Write out the entries again. Match each one exactly.

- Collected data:
========================================
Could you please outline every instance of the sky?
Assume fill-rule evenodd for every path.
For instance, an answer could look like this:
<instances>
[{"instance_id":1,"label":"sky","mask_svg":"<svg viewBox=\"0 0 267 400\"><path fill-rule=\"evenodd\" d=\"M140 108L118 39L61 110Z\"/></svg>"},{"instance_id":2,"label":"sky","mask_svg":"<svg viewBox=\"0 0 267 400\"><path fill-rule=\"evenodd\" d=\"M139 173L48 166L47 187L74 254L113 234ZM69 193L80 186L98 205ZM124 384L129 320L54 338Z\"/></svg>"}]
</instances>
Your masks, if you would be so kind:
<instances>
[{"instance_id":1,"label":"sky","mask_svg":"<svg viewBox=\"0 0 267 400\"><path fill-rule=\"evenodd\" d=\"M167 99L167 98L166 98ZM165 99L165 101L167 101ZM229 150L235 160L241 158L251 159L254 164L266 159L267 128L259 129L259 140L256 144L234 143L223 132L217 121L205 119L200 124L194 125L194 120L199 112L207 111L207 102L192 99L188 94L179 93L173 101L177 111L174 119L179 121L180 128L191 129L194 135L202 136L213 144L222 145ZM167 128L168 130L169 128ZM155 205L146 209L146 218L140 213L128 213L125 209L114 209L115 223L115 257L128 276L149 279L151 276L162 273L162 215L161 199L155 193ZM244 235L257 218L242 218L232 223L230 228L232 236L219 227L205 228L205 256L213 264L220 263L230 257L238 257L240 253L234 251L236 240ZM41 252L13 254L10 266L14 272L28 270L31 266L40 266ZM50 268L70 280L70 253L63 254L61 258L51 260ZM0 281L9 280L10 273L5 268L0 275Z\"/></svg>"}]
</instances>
========================================
- PROBLEM SOLUTION:
Could you please outline every instance of the sky?
Assume fill-rule evenodd for every path.
For instance, an answer could look like this:
<instances>
[{"instance_id":1,"label":"sky","mask_svg":"<svg viewBox=\"0 0 267 400\"><path fill-rule=\"evenodd\" d=\"M140 108L118 39L61 110Z\"/></svg>"},{"instance_id":2,"label":"sky","mask_svg":"<svg viewBox=\"0 0 267 400\"><path fill-rule=\"evenodd\" d=\"M139 173L48 166L47 187L74 254L113 234ZM69 193L80 186L98 205ZM124 384L129 320L54 338Z\"/></svg>"}]
</instances>
Your masks, if you would be so kind:
<instances>
[{"instance_id":1,"label":"sky","mask_svg":"<svg viewBox=\"0 0 267 400\"><path fill-rule=\"evenodd\" d=\"M167 99L167 98L166 98ZM165 99L165 101L167 101ZM229 150L235 160L241 158L251 159L254 164L266 159L267 128L259 129L259 140L256 144L234 143L223 132L217 121L205 119L200 124L194 125L194 120L199 112L207 111L207 102L192 99L188 94L179 93L173 101L177 111L174 119L179 121L180 128L191 129L194 135L202 136L213 144L222 145ZM167 128L168 130L169 128ZM155 205L146 209L146 218L140 213L128 213L125 209L114 209L115 223L115 257L128 276L149 279L151 276L162 273L162 215L161 199L155 193ZM244 235L257 218L242 218L232 223L230 228L232 236L219 227L205 228L205 256L213 264L220 263L230 257L238 257L240 253L234 251L236 240ZM41 252L13 254L10 266L14 272L28 270L31 266L40 266ZM50 268L70 280L70 253L63 254L61 258L51 260ZM0 281L9 280L10 273L5 268L0 275Z\"/></svg>"}]
</instances>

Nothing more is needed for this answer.